> [Record extracts]:

-=-=-=-=-

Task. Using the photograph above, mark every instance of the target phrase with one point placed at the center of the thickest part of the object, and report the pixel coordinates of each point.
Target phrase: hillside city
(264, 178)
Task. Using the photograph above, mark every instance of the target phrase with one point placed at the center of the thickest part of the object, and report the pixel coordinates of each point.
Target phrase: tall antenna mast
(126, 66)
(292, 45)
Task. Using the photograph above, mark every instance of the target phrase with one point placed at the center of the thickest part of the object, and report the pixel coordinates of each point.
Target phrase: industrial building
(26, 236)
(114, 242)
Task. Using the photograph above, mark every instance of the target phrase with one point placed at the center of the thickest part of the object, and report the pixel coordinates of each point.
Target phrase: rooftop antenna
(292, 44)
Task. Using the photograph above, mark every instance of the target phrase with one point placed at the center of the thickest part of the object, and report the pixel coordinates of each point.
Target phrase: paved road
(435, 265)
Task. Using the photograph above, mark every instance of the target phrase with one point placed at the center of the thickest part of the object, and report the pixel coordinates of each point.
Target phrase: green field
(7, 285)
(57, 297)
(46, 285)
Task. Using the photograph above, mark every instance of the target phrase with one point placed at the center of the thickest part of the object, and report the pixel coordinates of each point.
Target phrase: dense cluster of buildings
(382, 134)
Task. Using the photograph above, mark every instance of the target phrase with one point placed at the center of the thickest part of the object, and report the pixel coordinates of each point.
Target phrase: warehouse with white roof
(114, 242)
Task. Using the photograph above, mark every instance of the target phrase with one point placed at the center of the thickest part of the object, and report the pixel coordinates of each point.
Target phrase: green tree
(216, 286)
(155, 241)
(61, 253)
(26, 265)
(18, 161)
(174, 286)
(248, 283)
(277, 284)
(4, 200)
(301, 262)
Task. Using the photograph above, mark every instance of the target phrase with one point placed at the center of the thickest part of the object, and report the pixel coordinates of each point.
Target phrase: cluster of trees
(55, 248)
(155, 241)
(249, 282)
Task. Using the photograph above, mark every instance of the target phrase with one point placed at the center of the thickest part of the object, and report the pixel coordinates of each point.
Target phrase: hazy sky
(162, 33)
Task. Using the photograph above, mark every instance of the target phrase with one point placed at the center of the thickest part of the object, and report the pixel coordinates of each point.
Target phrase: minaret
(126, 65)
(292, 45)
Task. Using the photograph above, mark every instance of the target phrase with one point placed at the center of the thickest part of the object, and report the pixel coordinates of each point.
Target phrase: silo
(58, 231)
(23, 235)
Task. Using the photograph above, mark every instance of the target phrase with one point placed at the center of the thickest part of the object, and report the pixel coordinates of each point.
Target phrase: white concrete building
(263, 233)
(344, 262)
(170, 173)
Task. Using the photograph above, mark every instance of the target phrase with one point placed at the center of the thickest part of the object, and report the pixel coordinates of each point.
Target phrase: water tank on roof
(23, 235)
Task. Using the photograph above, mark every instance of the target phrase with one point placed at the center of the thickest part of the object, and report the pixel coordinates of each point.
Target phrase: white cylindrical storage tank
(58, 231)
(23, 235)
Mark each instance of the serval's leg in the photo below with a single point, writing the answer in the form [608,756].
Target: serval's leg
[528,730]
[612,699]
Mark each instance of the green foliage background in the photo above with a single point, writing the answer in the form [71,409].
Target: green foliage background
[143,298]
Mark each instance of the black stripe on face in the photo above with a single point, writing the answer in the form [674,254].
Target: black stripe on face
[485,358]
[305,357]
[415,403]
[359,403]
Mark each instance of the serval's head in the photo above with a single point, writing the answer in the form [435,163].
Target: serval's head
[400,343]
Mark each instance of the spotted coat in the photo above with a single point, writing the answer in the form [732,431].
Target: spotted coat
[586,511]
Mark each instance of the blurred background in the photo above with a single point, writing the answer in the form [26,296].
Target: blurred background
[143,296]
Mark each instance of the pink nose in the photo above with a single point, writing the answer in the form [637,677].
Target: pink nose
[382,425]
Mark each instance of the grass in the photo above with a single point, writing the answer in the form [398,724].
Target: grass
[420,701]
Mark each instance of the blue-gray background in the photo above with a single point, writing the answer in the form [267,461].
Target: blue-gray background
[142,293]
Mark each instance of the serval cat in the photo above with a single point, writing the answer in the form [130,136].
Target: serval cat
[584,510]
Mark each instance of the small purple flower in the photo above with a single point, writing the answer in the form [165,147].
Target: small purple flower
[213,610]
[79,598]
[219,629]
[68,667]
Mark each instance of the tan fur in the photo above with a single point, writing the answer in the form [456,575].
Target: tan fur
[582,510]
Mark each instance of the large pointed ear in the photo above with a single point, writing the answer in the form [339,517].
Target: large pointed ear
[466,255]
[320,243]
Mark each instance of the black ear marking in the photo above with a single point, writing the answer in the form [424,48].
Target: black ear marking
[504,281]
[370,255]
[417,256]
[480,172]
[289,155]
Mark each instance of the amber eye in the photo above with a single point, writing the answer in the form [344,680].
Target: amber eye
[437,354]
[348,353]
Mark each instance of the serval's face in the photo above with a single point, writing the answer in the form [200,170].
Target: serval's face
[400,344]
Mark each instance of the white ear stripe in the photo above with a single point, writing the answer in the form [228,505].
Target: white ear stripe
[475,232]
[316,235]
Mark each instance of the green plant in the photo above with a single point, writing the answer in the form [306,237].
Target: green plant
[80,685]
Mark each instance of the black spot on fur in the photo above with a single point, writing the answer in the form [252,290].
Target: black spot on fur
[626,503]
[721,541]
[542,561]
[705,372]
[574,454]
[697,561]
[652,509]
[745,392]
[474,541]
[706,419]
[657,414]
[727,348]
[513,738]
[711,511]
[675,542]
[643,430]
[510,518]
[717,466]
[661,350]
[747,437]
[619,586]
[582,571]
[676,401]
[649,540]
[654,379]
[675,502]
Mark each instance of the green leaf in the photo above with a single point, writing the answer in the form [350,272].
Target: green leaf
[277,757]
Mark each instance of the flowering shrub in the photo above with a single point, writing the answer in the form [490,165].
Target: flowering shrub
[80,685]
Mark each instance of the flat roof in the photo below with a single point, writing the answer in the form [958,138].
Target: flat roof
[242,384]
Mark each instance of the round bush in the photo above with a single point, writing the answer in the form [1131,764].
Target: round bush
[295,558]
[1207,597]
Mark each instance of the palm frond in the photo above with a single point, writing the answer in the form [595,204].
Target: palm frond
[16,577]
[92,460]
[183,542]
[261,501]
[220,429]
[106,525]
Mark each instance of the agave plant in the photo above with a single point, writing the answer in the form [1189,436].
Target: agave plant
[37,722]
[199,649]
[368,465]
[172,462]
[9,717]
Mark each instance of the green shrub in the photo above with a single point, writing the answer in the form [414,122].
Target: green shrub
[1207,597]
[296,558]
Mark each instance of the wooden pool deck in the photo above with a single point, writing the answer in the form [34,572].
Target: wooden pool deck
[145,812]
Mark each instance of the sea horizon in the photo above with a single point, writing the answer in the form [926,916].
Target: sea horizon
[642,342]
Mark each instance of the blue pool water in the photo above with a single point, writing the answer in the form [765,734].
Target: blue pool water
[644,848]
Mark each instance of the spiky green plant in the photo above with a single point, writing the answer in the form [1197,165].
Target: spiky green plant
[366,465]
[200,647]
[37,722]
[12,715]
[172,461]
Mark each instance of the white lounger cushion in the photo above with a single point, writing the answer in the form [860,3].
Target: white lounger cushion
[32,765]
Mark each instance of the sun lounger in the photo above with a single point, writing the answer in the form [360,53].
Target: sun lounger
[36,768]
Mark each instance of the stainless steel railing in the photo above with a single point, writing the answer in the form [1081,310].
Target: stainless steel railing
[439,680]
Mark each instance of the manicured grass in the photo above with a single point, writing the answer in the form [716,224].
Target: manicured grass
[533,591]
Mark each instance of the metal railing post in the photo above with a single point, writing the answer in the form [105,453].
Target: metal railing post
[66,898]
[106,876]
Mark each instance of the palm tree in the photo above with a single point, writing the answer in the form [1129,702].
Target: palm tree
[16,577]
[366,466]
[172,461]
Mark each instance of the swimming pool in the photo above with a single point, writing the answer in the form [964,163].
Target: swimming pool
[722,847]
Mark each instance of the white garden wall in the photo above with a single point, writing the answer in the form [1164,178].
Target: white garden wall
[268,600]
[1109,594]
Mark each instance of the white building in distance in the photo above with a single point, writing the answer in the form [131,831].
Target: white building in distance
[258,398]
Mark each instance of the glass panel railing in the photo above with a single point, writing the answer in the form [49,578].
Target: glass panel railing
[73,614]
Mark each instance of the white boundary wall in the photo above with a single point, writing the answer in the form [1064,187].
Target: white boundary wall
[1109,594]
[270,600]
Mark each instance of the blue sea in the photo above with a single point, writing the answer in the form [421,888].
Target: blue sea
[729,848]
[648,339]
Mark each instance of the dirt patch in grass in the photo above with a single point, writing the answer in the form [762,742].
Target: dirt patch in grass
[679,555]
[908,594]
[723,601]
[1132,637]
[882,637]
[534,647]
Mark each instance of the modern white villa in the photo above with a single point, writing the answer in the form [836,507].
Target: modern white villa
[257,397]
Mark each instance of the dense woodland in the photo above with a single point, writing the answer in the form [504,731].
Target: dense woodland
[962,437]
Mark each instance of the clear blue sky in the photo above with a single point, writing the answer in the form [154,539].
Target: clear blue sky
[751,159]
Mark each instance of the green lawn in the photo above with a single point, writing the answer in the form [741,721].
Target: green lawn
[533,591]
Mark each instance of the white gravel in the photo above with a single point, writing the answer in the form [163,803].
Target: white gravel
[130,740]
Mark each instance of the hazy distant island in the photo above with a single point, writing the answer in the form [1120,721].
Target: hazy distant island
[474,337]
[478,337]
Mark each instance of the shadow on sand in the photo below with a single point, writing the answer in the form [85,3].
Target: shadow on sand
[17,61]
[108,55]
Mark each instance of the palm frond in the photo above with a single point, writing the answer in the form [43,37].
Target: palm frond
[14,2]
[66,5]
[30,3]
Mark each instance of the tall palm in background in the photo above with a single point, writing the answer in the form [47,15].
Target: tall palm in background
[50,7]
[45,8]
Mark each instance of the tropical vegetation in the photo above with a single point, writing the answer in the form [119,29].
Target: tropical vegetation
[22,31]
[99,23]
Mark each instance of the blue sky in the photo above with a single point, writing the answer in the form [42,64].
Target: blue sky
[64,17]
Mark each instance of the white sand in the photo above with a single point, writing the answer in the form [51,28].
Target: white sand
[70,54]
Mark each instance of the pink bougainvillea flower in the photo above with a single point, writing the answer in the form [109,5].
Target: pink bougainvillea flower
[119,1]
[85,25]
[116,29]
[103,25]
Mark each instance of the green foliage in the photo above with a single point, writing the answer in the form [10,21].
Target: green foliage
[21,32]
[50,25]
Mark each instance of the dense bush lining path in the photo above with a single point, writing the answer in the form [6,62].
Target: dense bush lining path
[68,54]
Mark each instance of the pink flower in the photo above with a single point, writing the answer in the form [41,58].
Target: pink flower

-=-=-=-=-

> [Prompt]:
Each line in the listing above from the one containing "Mark each instance of the large" through the one containing "Mark each instance of the amber" should be repeated exactly, and no other line.

> [Expected output]:
Mark each instance of the large pointed ear in the photo above with a single point, writing the answer in the form [339,517].
Target: large pointed ear
[466,255]
[320,243]
Mark each instance of the black ear marking in the photo above with a single point, writing the answer in the form [424,48].
Target: black ear marking
[504,281]
[370,255]
[417,256]
[480,172]
[289,155]
Mark each instance of the amber eye in the photo above with a single point, writing the answer in the form [344,680].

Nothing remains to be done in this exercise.